----- Data excerpts

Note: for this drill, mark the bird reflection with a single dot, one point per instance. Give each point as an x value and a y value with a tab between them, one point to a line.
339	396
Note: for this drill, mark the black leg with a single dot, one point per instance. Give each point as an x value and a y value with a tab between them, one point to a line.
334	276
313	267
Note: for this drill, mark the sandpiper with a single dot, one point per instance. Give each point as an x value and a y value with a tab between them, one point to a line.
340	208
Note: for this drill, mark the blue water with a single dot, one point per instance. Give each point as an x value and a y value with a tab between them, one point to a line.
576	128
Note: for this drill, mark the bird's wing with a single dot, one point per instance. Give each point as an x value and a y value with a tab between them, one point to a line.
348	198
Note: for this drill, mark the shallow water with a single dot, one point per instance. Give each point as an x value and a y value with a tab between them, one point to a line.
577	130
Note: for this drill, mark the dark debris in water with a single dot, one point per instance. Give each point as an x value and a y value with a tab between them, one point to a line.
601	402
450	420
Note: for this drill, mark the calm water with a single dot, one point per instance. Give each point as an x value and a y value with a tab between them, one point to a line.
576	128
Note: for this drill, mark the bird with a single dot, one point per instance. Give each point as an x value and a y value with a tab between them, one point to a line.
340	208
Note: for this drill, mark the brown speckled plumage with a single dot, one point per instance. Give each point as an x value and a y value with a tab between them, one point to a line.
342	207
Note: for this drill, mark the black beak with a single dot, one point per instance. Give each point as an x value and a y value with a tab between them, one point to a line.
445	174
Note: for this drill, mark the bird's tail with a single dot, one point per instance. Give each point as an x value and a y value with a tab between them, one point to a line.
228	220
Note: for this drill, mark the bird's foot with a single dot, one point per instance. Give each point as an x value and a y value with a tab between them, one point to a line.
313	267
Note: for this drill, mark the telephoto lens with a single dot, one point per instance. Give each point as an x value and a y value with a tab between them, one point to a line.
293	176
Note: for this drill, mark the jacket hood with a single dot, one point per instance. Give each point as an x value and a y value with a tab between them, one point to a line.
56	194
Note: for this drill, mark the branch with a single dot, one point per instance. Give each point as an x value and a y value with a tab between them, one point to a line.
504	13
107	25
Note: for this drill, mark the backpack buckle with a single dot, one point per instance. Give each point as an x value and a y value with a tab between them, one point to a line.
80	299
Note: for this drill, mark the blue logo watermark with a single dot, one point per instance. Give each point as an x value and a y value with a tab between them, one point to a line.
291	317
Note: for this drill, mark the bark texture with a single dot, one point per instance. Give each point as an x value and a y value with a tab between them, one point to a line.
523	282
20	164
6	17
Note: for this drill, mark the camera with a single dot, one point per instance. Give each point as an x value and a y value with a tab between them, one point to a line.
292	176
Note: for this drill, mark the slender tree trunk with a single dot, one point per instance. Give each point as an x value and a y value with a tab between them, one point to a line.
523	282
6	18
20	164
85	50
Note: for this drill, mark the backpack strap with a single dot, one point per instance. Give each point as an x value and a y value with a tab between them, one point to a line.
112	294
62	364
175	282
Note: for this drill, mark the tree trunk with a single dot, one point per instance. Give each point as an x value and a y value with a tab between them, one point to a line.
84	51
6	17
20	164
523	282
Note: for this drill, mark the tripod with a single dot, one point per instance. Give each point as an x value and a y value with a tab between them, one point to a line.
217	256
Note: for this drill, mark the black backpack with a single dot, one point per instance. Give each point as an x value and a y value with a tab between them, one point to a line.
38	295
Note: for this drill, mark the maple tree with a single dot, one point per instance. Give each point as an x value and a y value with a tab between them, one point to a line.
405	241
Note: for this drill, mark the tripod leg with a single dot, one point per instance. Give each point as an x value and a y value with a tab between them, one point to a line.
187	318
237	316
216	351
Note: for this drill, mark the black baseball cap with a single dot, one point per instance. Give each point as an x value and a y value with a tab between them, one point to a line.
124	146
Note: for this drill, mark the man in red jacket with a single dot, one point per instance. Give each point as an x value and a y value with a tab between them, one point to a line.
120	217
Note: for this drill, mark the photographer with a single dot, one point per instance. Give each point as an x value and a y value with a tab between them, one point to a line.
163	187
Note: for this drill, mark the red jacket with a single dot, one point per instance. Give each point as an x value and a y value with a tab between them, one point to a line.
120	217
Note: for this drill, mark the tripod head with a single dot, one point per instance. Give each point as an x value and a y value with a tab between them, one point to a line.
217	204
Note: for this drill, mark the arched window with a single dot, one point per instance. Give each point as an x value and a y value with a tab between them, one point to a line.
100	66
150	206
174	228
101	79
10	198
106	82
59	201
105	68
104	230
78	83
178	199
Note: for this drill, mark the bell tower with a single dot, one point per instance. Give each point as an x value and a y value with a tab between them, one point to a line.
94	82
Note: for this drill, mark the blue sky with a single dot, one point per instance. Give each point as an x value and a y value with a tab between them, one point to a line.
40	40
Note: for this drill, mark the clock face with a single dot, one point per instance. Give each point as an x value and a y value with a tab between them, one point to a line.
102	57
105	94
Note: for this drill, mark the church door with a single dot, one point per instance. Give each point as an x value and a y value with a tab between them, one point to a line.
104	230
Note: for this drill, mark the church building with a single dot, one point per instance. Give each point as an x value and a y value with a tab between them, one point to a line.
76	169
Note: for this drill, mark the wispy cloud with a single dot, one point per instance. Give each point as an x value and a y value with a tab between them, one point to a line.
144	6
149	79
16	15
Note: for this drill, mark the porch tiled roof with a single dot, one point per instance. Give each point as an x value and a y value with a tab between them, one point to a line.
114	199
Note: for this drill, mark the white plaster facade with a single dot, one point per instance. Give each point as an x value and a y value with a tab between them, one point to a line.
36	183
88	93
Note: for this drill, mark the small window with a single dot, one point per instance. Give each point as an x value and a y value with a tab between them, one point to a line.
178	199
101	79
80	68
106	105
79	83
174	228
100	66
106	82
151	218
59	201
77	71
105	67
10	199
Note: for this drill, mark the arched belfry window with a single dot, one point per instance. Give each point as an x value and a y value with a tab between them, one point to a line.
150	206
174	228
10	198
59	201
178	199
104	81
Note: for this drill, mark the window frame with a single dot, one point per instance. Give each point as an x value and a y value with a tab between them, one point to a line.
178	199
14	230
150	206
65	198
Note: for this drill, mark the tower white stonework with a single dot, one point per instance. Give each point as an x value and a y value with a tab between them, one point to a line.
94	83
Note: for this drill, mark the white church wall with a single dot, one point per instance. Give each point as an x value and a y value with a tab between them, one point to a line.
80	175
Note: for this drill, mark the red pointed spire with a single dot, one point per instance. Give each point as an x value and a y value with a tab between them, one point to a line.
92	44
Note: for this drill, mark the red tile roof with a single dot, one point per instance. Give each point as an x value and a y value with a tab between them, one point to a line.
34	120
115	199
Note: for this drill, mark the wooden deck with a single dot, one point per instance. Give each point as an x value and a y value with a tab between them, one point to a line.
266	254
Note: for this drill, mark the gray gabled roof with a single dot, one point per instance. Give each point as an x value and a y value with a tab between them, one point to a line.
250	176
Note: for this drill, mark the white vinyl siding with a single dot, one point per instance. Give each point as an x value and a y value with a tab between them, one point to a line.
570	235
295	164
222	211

----------

:: Description of the task ::
Please turn all of the data above into a Markdown table with two columns, Num for a row number and Entry for the line itself, leaving out any blank lines.

:: Response ::
| Num | Entry |
|---|---|
| 1 | Note: for this drill, mark the bird reflection with a single dot, one point per instance. Give each point as an x value and a y value with a tab between them, one point to a line. |
| 2 | 339	396 |
| 3 | Note: for this drill, mark the black leg with a single dot, one point per instance. Give each point as an x value and a y value with a tab between them, one point to a line. |
| 4 | 334	276 |
| 5 | 313	267 |
| 6 | Note: for this drill, mark the sandpiper with a single dot, one point per instance. Give each point as an x value and a y value with a tab between them, one point to a line. |
| 7 | 340	208 |
| 8 | Note: for this drill, mark the blue water with a single dot, one point per instance. Give each point as an x value and a y value with a tab between them, one point to a line. |
| 9 | 576	128 |
| 10 | Note: for this drill, mark the bird's wing with a single dot, one point per instance. Give each point as an x value and a y value with a tab between them, one point to a line. |
| 11 | 348	198 |
| 12 | Note: for this drill, mark the shallow water with a single dot, one point per instance. Give each point as an x value and a y value with a tab between them, one point to a line. |
| 13 | 577	130 |
| 14 | Note: for this drill, mark the dark debris in water with a single dot, one point per instance. Give each point as an x value and a y value with a tab between them, one point to a line. |
| 15 | 601	402 |
| 16 | 450	420 |
| 17 | Note: for this drill, mark the calm water with a single dot, one point per instance. Give each point as an x value and a y value with a tab between them, one point to a line. |
| 18 | 576	128 |
| 19 | Note: for this drill, mark the bird with a single dot, one point per instance. Give each point as an x value and a y value with a tab between them, one point to a line. |
| 20 | 340	208 |
| 21 | Note: for this drill, mark the brown speckled plumage with a single dot, one point per instance. Give each point as an x value and a y value with a tab between them, one point to a line. |
| 22 | 342	207 |
| 23 | Note: for this drill, mark the black beak with a single dot, one point per instance. Give each point as an x value and a y value with a tab between them, one point to a line. |
| 24 | 445	174 |
| 25 | Note: for this drill, mark the bird's tail with a single dot, one point per instance. Give each point as an x value and a y value with a tab between them, one point to a line. |
| 26 | 228	220 |
| 27 | Note: for this drill, mark the bird's foot with a single dot, one point per instance. Give each point as an x value and a y value with a tab between them, one point to a line. |
| 28 | 313	267 |
| 29 | Note: for this drill, mark the telephoto lens with a single dot, one point per instance. Give each point as an x value and a y value with a tab between them, one point to a line. |
| 30 | 293	176 |
| 31 | Note: for this drill, mark the jacket hood with a single dot, one point per instance. Give each point as an x value and a y value with a tab between them, one point to a line. |
| 32 | 56	194 |
| 33 | Note: for this drill, mark the branch with a single dot, one point per instance. Give each point as an x value and a y value with a tab between them, one point to a line. |
| 34 | 504	13 |
| 35 | 107	25 |
| 36 | Note: for this drill, mark the backpack buckle with a single dot, one point per instance. Give each point as an x value and a y value with a tab between them, one point to a line. |
| 37 | 80	299 |
| 38 | Note: for this drill, mark the blue logo watermark with a single dot, one point per instance. Give each point as an x value and a y value with a tab between them, one point to a line. |
| 39 | 291	317 |
| 40 | Note: for this drill, mark the bark texture with a single dot, one point per instance. Give each point as an x value and a y value with a tab between them, one point to a line. |
| 41 | 523	282 |
| 42 | 20	164 |
| 43 | 6	17 |
| 44 | Note: for this drill, mark the camera with a single dot, one point per instance. Give each point as an x value and a y value with a tab between them, one point to a line. |
| 45 | 292	176 |
| 46 | Note: for this drill, mark the slender tree trunk with a single dot, one point per instance. Give each point as an x value and a y value with a tab between them, one point to a line. |
| 47 | 523	282 |
| 48 | 6	18 |
| 49 | 20	164 |
| 50 | 85	50 |
| 51 | Note: for this drill, mark the backpack strap with a single dot, one point per instance. Give each point as an x value and a y value with a tab between them, one point to a line. |
| 52 | 112	294 |
| 53 | 62	364 |
| 54 | 175	282 |
| 55 | Note: for this drill, mark the tree trunk with a single dot, one point per instance. Give each point as an x value and a y value with a tab between them, one point to a line. |
| 56 | 84	51 |
| 57 | 6	17 |
| 58 | 20	164 |
| 59 | 523	282 |
| 60 | Note: for this drill, mark the tripod with a single dot, one point per instance. Give each point as an x value and a y value with a tab between them, one point to a line. |
| 61 | 217	256 |
| 62 | Note: for this drill, mark the black backpack with a single dot, one point per instance. Give each point as an x value and a y value with a tab between them, one point to a line. |
| 63 | 38	295 |
| 64 | Note: for this drill, mark the maple tree with a single dot, one point per instance. Give each point as an x value and a y value with a tab between them, one point to a line. |
| 65 | 405	241 |
| 66 | Note: for this drill, mark the tripod leg with a single dot, one point per instance. Give each point as an x value and a y value with a tab between them, one point to a line. |
| 67 | 187	318 |
| 68 | 237	316 |
| 69 | 216	351 |
| 70 | Note: for this drill, mark the black baseball cap with a single dot, one point per instance. Give each point as an x value and a y value with a tab between them, one point to a line. |
| 71 | 124	146 |
| 72 | Note: for this drill, mark the man in red jacket with a single dot, one point per instance. Give each point as an x value and a y value with a tab between them, one point to a line. |
| 73 | 120	217 |
| 74 | Note: for this drill, mark the photographer with a single dot, one point per instance. Give each point as an x value and a y value with a tab between them, one point to a line. |
| 75 | 163	187 |
| 76 | Note: for this drill, mark the red jacket with a single dot, one point per instance. Give each point as an x value and a y value with a tab between them, one point to a line. |
| 77 | 120	217 |
| 78 | Note: for this drill, mark the tripod head with a single dot, one point per instance. Give each point as an x value and a y value with a tab between them, one point to a line. |
| 79 | 217	204 |
| 80 | Note: for this drill, mark the arched window with a single dot, one point per instance. Give each point as an x value and a y value with a tab between them, one point to a line. |
| 81 | 100	66 |
| 82 | 150	206 |
| 83 | 174	228 |
| 84 | 101	79 |
| 85 | 10	198 |
| 86 | 106	82 |
| 87 | 59	201 |
| 88 | 105	68 |
| 89 | 104	230 |
| 90 | 78	83 |
| 91 | 178	199 |
| 92 | Note: for this drill, mark the bell tower with a single dot, one point per instance. Give each point as an x value and a y value with a tab between them, one point to a line. |
| 93 | 94	82 |
| 94 | Note: for this drill, mark the blue sky with a single dot, one point per instance. Give each point as an x value and a y value with a tab between them, one point to a line. |
| 95 | 40	40 |
| 96 | Note: for this drill, mark the clock face with a single dot, one point per instance. Give each point as an x value and a y value with a tab between them, one point to a line. |
| 97 | 102	57 |
| 98 | 105	94 |
| 99 | Note: for this drill, mark the church door with a single dot, one point per instance. Give each point as an x value and a y value with a tab between them, one point to a line. |
| 100 | 104	230 |
| 101 | Note: for this drill, mark the church building with a single dot, one point per instance. Give each point as an x value and a y value with a tab between them, one point to a line. |
| 102 | 76	169 |
| 103 | Note: for this drill, mark the wispy cloud with a single dot, one point per instance. Give each point as an x value and a y value with a tab between them, one point to a line. |
| 104 | 144	6 |
| 105 | 149	79 |
| 106 | 16	15 |
| 107 | Note: for this drill, mark the porch tiled roof with a single dot, one point per instance. Give each point as an x value and a y value with a tab between them, one point to a line. |
| 108 | 114	199 |
| 109 | Note: for this drill, mark the white plaster facade with a single dot, one point per instance. Give each point as an x value and a y value with a tab between them, one point to a line. |
| 110 | 36	183 |
| 111 | 88	93 |
| 112 | Note: for this drill, mark the small window with a single dot, one point per instance. Give each point as an x value and a y value with a tab between them, one point to a line. |
| 113 | 178	199 |
| 114 | 101	79 |
| 115 | 80	68 |
| 116 | 106	105 |
| 117 | 79	83 |
| 118 | 174	228 |
| 119 | 100	66 |
| 120 | 106	82 |
| 121 | 151	218 |
| 122 | 59	201 |
| 123 | 77	71 |
| 124 | 105	67 |
| 125 | 10	199 |
| 126 | Note: for this drill, mark the arched belfry window with a single dot, one point per instance. Give each point as an x value and a y value with a tab between them, one point to a line. |
| 127 | 150	206 |
| 128 | 174	228 |
| 129 | 10	198 |
| 130 | 59	201 |
| 131 | 178	199 |
| 132 | 104	81 |
| 133 | Note: for this drill, mark the window frame with a single dot, one point per instance. Give each point as an x value and a y value with a tab between them, one point to a line. |
| 134 | 178	199 |
| 135 | 14	230 |
| 136 | 150	206 |
| 137 | 65	198 |
| 138 | Note: for this drill, mark the tower white stonework with a single dot, one point per instance. Give each point as an x value and a y value with a tab between them, one point to a line. |
| 139 | 94	83 |
| 140 | Note: for this drill, mark the white church wall with a single dot, one point per instance. Give each point as an x value and a y value with a tab between them, one point to a line. |
| 141 | 80	175 |
| 142 | Note: for this drill, mark the red pointed spire with a single dot, one point per instance. Give each point as an x value and a y value with a tab between them, one point to a line. |
| 143 | 92	44 |
| 144 | Note: for this drill, mark the red tile roof with a single dot, one point per instance. Give each point as an x value and a y value with a tab between them, one point to a line. |
| 145 | 34	120 |
| 146 | 115	199 |
| 147 | Note: for this drill, mark the wooden deck with a single dot, one point per instance. Give each point as an x value and a y value with a tab between them, one point to a line. |
| 148 | 266	254 |
| 149 | Note: for this drill, mark the gray gabled roof with a single dot, one point per instance. Give each point as an x value and a y value with a tab between them, one point to a line. |
| 150 | 250	176 |
| 151 | Note: for this drill, mark the white vinyl siding with a single dot, one point per instance. Give each point as an x value and a y value with a tab between them, one point to a line. |
| 152 | 570	235 |
| 153 | 295	164 |
| 154 | 222	211 |